--- Pointing dataset excerpts ---

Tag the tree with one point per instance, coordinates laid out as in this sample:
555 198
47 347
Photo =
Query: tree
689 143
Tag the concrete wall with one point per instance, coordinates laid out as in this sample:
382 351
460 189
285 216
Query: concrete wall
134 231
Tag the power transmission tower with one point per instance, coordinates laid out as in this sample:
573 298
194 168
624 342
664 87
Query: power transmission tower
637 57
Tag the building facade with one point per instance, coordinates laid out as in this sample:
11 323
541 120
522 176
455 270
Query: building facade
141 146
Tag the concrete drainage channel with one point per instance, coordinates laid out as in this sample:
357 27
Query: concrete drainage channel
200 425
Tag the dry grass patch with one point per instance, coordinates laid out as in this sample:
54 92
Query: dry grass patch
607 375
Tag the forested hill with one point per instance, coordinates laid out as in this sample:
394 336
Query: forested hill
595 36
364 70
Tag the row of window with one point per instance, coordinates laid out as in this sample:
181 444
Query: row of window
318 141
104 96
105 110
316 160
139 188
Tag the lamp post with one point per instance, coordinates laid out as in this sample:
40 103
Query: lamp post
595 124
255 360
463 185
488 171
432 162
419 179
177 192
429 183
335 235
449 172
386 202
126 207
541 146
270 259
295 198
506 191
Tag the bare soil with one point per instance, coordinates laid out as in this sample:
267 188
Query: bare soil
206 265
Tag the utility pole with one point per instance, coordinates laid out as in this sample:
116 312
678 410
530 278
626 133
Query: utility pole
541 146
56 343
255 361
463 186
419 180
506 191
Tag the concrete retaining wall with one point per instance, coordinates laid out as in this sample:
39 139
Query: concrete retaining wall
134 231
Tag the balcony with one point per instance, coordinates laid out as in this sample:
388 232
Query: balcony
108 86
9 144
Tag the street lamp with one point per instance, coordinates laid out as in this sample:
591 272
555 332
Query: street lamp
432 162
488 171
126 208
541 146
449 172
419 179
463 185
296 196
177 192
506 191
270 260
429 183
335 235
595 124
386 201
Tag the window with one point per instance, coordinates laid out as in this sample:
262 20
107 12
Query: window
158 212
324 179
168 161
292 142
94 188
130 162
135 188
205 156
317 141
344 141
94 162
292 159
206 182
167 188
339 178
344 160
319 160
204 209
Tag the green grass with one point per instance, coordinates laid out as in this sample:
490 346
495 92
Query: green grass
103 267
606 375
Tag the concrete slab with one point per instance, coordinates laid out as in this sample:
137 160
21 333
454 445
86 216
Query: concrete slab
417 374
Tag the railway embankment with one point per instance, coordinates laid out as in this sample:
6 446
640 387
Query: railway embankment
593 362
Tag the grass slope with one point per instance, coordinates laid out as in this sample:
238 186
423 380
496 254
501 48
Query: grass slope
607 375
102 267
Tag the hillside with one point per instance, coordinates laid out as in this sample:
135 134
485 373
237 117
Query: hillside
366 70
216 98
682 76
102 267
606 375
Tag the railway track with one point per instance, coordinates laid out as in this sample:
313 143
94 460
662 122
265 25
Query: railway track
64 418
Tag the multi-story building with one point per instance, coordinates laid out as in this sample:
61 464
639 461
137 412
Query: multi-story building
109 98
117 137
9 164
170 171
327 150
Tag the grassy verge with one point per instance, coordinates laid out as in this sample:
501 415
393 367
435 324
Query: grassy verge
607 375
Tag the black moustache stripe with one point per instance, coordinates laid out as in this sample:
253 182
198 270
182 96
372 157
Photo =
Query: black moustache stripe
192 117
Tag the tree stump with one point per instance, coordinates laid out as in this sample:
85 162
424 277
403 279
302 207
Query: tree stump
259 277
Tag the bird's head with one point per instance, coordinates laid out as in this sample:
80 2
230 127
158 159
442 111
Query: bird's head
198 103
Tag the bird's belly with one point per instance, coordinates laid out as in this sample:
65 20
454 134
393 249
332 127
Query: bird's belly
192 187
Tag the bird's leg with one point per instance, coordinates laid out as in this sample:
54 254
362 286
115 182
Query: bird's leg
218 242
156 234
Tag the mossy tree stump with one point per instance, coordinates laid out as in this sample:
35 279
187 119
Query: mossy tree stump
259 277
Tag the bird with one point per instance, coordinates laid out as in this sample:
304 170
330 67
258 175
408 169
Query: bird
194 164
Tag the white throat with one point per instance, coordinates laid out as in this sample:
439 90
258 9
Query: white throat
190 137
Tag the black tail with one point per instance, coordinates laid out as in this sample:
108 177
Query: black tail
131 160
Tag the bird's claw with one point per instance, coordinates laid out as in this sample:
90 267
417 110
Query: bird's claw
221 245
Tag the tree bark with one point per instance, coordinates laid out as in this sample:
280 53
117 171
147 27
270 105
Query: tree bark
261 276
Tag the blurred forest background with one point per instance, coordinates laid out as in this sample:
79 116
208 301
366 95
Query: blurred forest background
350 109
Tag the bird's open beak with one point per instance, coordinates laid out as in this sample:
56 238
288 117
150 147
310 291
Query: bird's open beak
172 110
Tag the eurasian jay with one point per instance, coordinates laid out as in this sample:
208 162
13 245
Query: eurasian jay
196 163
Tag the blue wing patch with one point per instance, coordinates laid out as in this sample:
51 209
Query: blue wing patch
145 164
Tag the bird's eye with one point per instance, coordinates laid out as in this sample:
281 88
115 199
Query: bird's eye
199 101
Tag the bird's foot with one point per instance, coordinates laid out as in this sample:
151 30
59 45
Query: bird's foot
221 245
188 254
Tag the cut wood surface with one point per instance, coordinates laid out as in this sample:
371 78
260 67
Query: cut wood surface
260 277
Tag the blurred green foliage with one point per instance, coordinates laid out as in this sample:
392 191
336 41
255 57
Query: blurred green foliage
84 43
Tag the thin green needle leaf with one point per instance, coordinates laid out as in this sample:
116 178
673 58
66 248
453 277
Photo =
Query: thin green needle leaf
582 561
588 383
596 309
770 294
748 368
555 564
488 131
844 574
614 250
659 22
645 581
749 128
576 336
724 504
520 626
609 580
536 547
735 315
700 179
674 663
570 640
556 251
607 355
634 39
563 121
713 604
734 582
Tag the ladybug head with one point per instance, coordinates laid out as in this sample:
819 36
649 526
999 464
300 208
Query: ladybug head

--- WHAT IS BEING ASKED ---
Output exactly the lines between the one containing "Tag the thin" and the final line above, both inclusive.

--- EXERCISE SOLUTION ---
Tag the thin green needle leaf with one point per instance, coordinates laid out as in this sample:
116 178
673 58
66 248
453 277
Photo =
Query: thin green needle leaf
582 561
588 383
596 309
770 294
748 368
555 564
488 131
844 574
614 250
659 22
645 581
749 128
576 336
724 504
520 626
609 580
536 547
735 315
700 179
674 663
570 640
556 251
607 355
634 39
563 121
713 604
734 582
Tag the ladybug head with one point per instance, coordinates laid out as in this sample:
819 36
649 526
999 464
300 208
Query: ladybug head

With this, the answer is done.